### Given passage
● ● ● ● ●

Wednesday, December 11, 2019

Chapter 9 Episode 24: The Dragon Inheritor 2

We once again change gears for a second as Furufumi turns on a flashback to a time Mononobe pointed out one of the stars in the sky and talk about its name and origins as Furufumi says he has been doing every night. Furufumi comments that while some stars look the same, the reason they shined varied.

One star was a lonely shining star that burned everything near it. Despite how big it looked, it was in actuality mostly gas. Another star that stood far away was only the light it gave off long ago, which then reached all the way to Earth. And then he would learn how t lived from far far away. As Furufumi learned more, he took on more of an interest in them. Before long, he started looking forward to those times he spent with Mononobe talking about the stars.

One night as he and Mononobe day together with their books, Furufumi started talking about himself. He talked about his worries that he couldn’t tell anyone else. He talked about the regrets he kept hiding. Mononobe would sit there without saying anything as he listened to him. He didn’t say whether anything was good or bad, he just got to know him more. And Furufumi remembers this with happy fondness.

One night under the starry sky, Furufumi talked to Mononobe about himself. He talked about things he could never say to anyone, sad, frustrating things he thought he’d never say to anyone again. But that time Furufumi started struggling to voice what he wanted to say as he got agitated, and he sat there shaking.

Mononobe told him it was fine. He could just go at it a little bit at a time, whatever he could manage. That first time you start to challenge yourself, even for a little bit, is what we call courage.

● ● ● ● ●

### Raw records

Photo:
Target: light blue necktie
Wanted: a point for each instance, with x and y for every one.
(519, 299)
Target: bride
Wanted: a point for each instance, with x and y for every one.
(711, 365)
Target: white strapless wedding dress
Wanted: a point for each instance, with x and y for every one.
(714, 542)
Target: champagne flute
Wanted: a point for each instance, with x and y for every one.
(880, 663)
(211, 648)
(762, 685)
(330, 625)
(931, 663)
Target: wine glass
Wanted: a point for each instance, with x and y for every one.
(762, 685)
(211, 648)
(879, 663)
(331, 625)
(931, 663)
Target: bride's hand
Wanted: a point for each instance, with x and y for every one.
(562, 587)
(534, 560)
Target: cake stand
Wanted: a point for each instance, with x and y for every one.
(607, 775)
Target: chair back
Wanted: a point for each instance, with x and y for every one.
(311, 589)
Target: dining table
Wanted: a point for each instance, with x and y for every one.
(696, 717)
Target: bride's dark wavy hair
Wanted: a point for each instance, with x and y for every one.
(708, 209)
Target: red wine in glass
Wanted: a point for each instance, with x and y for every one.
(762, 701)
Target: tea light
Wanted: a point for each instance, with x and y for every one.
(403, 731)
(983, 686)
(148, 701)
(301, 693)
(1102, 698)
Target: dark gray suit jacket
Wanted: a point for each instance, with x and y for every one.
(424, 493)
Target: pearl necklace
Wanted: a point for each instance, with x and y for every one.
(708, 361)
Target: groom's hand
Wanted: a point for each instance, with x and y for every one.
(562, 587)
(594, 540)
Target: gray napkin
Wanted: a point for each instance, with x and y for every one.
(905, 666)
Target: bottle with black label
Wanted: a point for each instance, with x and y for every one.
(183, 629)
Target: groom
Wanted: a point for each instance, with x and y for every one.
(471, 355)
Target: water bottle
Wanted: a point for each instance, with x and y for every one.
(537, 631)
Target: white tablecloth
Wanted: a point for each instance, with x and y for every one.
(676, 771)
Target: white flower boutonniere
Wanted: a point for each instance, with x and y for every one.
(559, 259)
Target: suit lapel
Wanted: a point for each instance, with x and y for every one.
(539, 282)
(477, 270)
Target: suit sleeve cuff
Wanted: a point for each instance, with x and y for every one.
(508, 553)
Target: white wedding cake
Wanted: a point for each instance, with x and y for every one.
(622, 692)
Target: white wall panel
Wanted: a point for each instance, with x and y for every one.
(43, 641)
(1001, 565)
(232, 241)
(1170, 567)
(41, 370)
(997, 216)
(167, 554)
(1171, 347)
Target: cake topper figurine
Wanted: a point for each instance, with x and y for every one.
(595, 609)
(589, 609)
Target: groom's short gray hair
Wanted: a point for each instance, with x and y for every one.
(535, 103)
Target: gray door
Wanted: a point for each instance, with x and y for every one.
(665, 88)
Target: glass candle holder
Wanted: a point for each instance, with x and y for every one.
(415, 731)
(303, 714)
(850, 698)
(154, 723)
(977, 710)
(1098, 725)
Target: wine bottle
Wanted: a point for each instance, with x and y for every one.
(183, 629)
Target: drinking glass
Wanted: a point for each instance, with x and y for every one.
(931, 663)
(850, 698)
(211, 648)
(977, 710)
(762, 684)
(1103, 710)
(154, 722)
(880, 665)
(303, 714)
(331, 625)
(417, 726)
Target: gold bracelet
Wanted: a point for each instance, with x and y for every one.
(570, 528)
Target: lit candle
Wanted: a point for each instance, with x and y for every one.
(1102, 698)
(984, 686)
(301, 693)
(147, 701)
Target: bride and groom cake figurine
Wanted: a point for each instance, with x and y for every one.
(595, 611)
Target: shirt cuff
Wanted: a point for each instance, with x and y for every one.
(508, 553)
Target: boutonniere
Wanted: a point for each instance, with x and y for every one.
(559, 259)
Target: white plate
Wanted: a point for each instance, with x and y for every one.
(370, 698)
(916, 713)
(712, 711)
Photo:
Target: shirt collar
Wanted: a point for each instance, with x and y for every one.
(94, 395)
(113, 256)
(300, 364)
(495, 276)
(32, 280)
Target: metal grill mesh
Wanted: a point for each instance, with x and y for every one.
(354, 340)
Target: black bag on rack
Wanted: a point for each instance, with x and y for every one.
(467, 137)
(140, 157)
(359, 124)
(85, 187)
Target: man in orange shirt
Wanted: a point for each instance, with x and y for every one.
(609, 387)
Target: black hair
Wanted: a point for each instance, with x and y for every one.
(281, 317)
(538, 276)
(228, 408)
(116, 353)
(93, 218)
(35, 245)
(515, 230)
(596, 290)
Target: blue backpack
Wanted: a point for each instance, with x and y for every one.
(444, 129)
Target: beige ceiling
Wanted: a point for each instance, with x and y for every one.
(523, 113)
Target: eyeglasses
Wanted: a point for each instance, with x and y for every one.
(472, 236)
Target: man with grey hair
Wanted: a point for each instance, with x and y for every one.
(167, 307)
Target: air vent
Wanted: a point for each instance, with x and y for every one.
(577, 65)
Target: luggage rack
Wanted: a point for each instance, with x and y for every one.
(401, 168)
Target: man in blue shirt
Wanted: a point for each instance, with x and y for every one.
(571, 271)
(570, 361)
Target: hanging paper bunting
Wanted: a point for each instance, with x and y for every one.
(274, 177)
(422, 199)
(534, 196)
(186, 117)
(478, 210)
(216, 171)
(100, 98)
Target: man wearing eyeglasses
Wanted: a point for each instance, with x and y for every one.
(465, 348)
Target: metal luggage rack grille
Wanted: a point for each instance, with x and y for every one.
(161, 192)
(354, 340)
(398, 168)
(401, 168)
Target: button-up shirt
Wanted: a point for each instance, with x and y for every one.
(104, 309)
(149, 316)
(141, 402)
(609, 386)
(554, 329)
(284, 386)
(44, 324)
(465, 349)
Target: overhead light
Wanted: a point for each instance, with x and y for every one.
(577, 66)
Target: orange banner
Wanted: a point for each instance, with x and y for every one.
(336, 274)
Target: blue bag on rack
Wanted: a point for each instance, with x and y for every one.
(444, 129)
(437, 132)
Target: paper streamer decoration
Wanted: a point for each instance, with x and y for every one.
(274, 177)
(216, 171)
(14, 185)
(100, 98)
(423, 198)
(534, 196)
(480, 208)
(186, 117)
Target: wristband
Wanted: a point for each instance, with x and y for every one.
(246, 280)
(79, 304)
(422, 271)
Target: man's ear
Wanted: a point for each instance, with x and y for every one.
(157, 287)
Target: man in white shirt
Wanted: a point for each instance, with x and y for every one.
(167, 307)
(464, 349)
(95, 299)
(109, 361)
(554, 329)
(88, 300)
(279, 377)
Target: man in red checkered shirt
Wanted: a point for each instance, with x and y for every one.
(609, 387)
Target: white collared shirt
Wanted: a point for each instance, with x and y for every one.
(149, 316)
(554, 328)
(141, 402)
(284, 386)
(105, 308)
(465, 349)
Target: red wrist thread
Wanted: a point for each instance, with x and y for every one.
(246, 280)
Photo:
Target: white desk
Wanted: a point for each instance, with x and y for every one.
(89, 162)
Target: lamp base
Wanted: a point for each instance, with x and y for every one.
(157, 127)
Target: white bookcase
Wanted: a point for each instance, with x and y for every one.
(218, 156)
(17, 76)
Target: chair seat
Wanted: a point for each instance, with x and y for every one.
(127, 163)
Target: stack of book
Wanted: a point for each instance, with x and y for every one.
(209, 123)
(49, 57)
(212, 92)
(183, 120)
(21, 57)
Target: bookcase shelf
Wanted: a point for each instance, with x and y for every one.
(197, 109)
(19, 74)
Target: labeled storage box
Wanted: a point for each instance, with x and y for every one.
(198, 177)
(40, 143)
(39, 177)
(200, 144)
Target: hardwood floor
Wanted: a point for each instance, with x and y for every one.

● ● ● ● ●

### What the task requires
Duplicate, word for word, the portion of the episode recap that begins with the words "We once again" and ends with "about the stars.".

### Response to the task
We once again change gears for a second as Furufumi turns on a flashback to a time Mononobe pointed out one of the stars in the sky and talk about its name and origins as Furufumi says he has been doing every night. Furufumi comments that while some stars look the same, the reason they shined varied.

One star was a lonely shining star that burned everything near it. Despite how big it looked, it was in actuality mostly gas. Another star that stood far away was only the light it gave off long ago, which then reached all the way to Earth. And then he would learn how t lived from far far away. As Furufumi learned more, he took on more of an interest in them. Before long, he started looking forward to those times he spent with Mononobe talking about the stars.